Excerpt provided:
+--

My route to Hurricane went past the Fontana Operating Center, so I stopped to fuel and get a shower. I overheard a driver remark that I-15, on which I would have to drive, was a parking lot. So I took my time, hoping the road would clear. Of course, my fantasy of being able to deliver this evening, and getting another load in the morning, was fading fast.

Finally, about ten o'clock—I couldn't possibly get to Hurricane that night but maybe I could make it to Las Vegas, halfway—I set out, and promptly had to pull to the side of the road. I-15 was still a disaster. Cars weren't moving and literally hundreds of trucks lined the highway. It wasn't until after midnight that the traffic began to move at all. I only made it to a rest stop called Midway (which isn't) before I had to call it a night.

The irony is, I had plenty of hours left to drive…legally. I am allowed to drive ten hours before taking that eight-hour break. The ten hours need not be contiguous, and any eight hours of not driving or otherwise working resets the clock. So, as far as the dispatchers at Schneider are concerned, I should have been able to drive until four or five in the morning. As if backing into a dock with people hanging onto the truck, or waiting hours to be told the load is ready, or sitting at the side of a highway hoping the cars will start moving, isn't tiring.

+--

Recorded data:

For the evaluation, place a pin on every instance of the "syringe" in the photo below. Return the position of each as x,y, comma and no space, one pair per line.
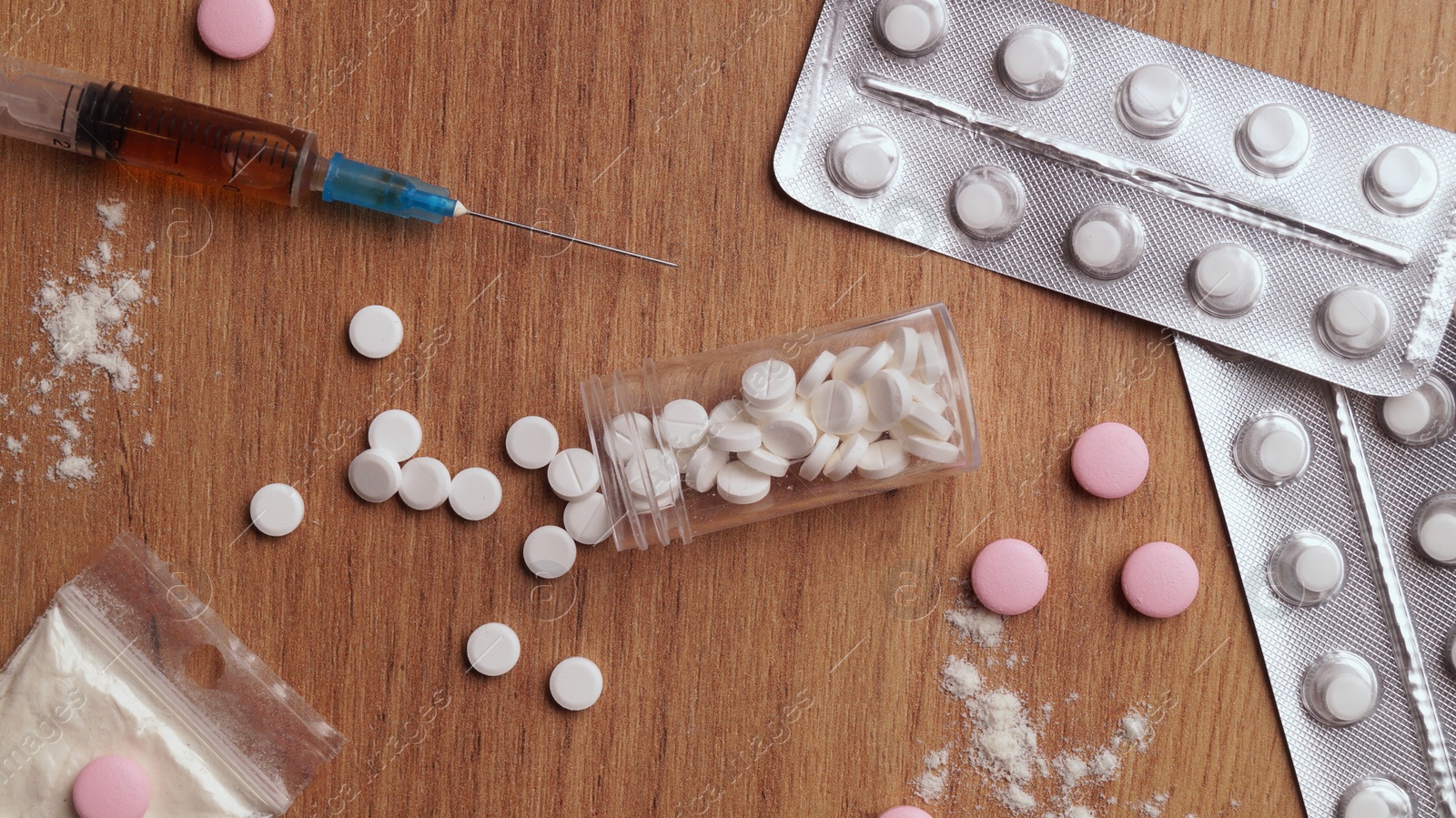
280,163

+--

Answer these from the trucking excerpt:
(a) Where did the writer stop to fuel and shower?
(b) At about what time did the writer set out toward Las Vegas?
(c) How many hours may the writer drive before taking the eight-hour break?

Solution:
(a) The Fontana Operating Center
(b) About ten o'clock
(c) Ten hours